## Text to read
Sound Decisions: Data Scraping and Cleaning 🎧
Lately, I’ve been on the hunt for a new pair of headphones. Instead of spending countless hours searching online for the best pair, I decided to put my data science skills to good use!
To begin, I scraped data from Amazon to create a dataset of headphone products that I could analyse to find the perfect pair.
In this blog post, I’ll share how I tackled web scraping, discuss why it’s such a valuable tool and explain the steps I took to clean the data. This will be the first post in a series where I’ll be sharing my journey in finding the perfect headphones.
Web Scraping
Web scraping is a method used to automatically collect or ‘scrape’ data from websites. It involves writing scripts to extract specific information from websites allowing users to create custom dataset tailored to their needs.
While I’ve used many datasets from Kaggle to build my portfolio, I have come to recognise the importance of collecting my own data. Not only does it offer greater flexibility for projects, like this one, but it also has been a great way to get hands-on experience with real-world data!
How To Web Scrape
Step 1: Assess Robots.txt
The first step in web scraping is to assess the robots.txt file of the website you plan to scrape from. This file outlines the permissions for what can and cannot be scraped, helping you avoid any violations.
To access the robots.txt file, simply go to the base URL of the website and append /robots.txt
, like this:
After reviewing the file for Amazon, scraping individual customer reviews was not allowed. This slightly changed the scope of my project since I initially was planning to carry out sentiment analysis on those reviews.
Step 2: Define Base URL
Next, navigate to the specific URL to scrape from. For this project, I focused on the search results for ‘adult headphones’.
https://www.amazon.co.uk/ URL of home page
s?keywords=adult+headphones: Search results for ‘adult headphones’
i = electronics: Searching within the ‘Electronics’ category.
page= Amazon displays a large number of results and not all of them appear on a single page. To handle this, I add page= to the URL, which I will specify later when scraping.
Step 3: Scrape!
To begin, I loop through the pages until I reach a predefined limit, which I set using the variable num_pages
. For each page, I append the current page number to the base URL. This allows me to construct the URL for each specific page I want to scrape. I also included print statements to track the progress of the scraping.
I then define headers to mimic a request from a web browser. Without these headers, Amazon’s server may block the request, as it can detect automated scraping attempts.
If the request is successful, begin reading the content using the BeautifulSoup package. This library allows you to navigate and extract data from the page’s HTML.
To scrape on the products returned by the search, you need to specify which HTML elements BeautifulSoup should read. This requires inspecting the webpage to identify the elements that hold product information.
For example, by using Inspect Element, I found the div containing the search results:
Next, I use .findall
from BeautifulSoup to find all div elements with a data-component-type attribute that identifies them as search result items. This is where all the product information is stored.
The following code loops through each headphone in all_headphones and extracts the following:
To gather the HTML elements for the information I wanted to extract, I again used Inspect Element. By right-clicking on specific items like product descriptions, prices and ratings, I identified the relevant HTML tags and classes.
Step 4: Store the scraped data
I used a dictionary to store all the information I wanted in my dataset:
Step 5: Time delay
When scraping data, it’s best practice to introduce a time delay between each request (in this case, after each page) to avoid overloading the server. This delay also helps the web scraping script mimic more human behaviour—such as taking time to browse.

## Goals
1/ List every step heading in the web scraping post.
2/ Retype the web scraping post from "To scrape on" to "hold product information.".
3/ Extend the web scraping post by writing what comes after its final sentence.
You won't need the items that follow.

## Given information
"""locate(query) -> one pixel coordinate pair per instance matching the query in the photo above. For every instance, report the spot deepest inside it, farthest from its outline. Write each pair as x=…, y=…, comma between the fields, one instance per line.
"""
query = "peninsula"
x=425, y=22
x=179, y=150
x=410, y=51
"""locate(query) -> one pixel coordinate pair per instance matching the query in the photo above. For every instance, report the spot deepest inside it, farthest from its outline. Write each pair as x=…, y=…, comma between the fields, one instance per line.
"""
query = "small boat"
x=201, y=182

## Task answers
1/
Step 1: Assess Robots.txt
Step 2: Define Base URL
Step 3: Scrape!
Step 4: Store the scraped data
Step 5: Time delay

2/
To scrape on the products returned by the search, you need to specify which HTML elements BeautifulSoup should read. This requires inspecting the webpage to identify the elements that hold product information.

3/
Step 6: Exporting results to CSV
Once done, I create a dataframe using the dictionary I created and export this dataframe to a CSV ready for cleaning.
Data Cleaning
Once data has been scraped from a website like Amazon, the raw data is often messy and requires cleaning before any analysis to ensure insights are accurate and reliable.
First, I checked for missing values and duplicates in the dataset. I removed any duplicates and incomplete rows to ensure a complete dataset.
After the pre-liminary cleaning I decided it best to try and extract as much information as possible from the product description.
Feature Engineering using Product Description
Feature Engineering is the process of creating new columns from data already present in the dataset.
For the following features, I used regular expressions to extract specific features from the product descriptions:
Wireless
I searched the product description for the term ‘wireless’ and created a binary column to indicate whether the product was wireless or not.
Noise Cancelling
Similarly, I searched for the term ‘noise cancelling’ in the description to identify whether this feature was present.
Colour
Extracted colour information from the description using a list of common colours.
Battery Life
Extracted battery life in hours using regular expressions to find numerical values associated with time.
Microphone
Looked for terms like ‘mic’ or ‘microphone’ to identify if the product had a microphone.
Over Ear
Identified ‘over-ear’ products based on related keywords in the description.
Foldable
Flagged products as foldable based on terms like ‘foldable’.
Brand
I also tried to extract the brand names from the product descriptions using SpaCy, a NLP library. However, most brand names in the dataset were either unrecognised or incorrectly identified as common words like ‘wireless’ or ‘bluetooth’. As a result, I thought it best to exclude the product brand from the dataset as the results did not seem too useful.
For examples of the regular expressions used for feature extraction and details on SpaCy implementation, please refer to the project repository (link to be provided once project is complete).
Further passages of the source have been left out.